[Dataset records]
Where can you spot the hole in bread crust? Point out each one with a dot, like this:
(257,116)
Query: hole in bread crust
* * *
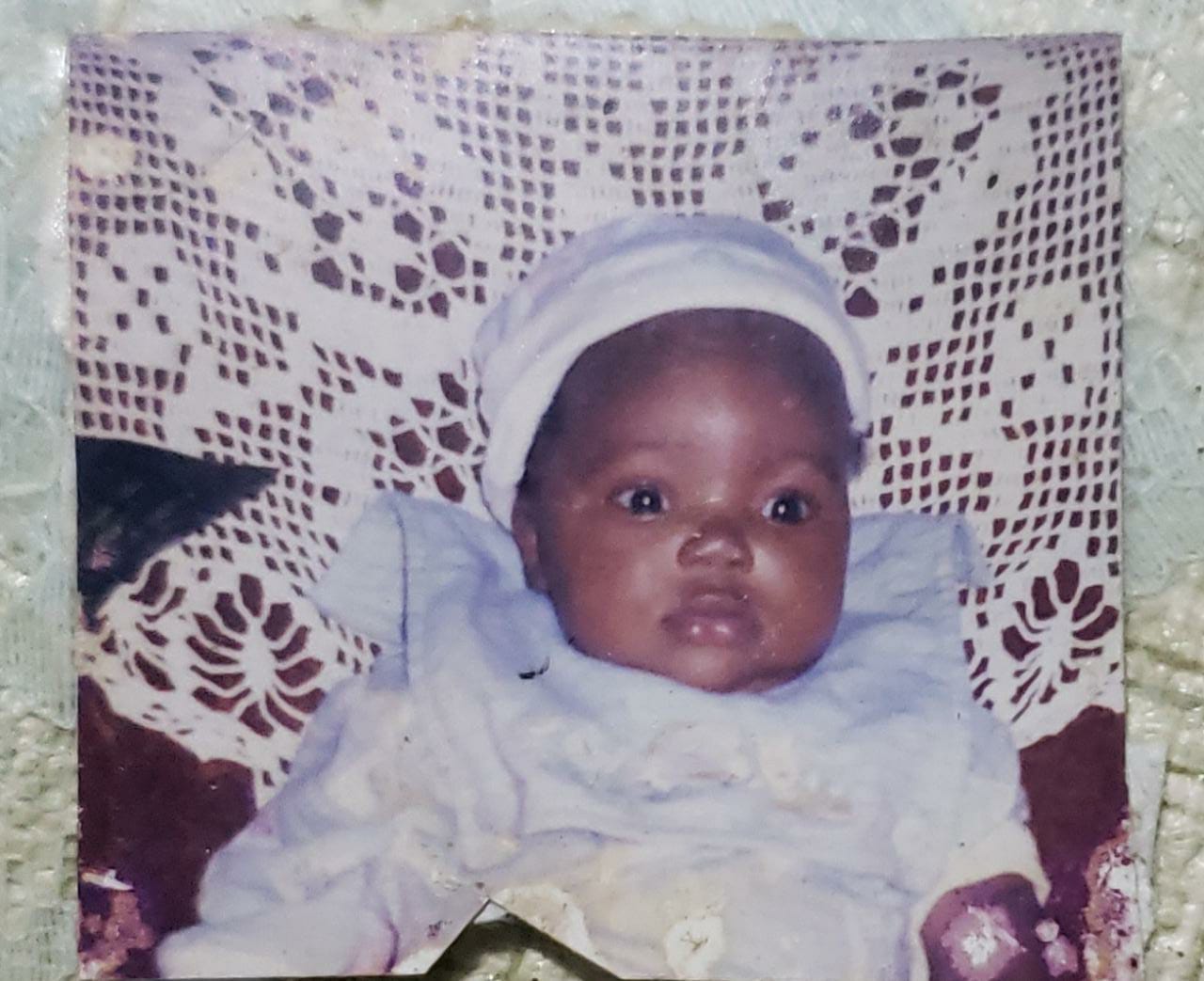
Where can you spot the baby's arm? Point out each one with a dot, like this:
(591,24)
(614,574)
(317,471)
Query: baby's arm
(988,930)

[Goal of the exercise] Print the lines without any changes, starting at the line containing "Where can you spot the hole" and ending at the line containing "Query: hole in bread crust", both included.

[Written response]
Where can you spot the hole in bread crust? Point out each one with a dot, like this:
(257,116)
Query: hole in bread crust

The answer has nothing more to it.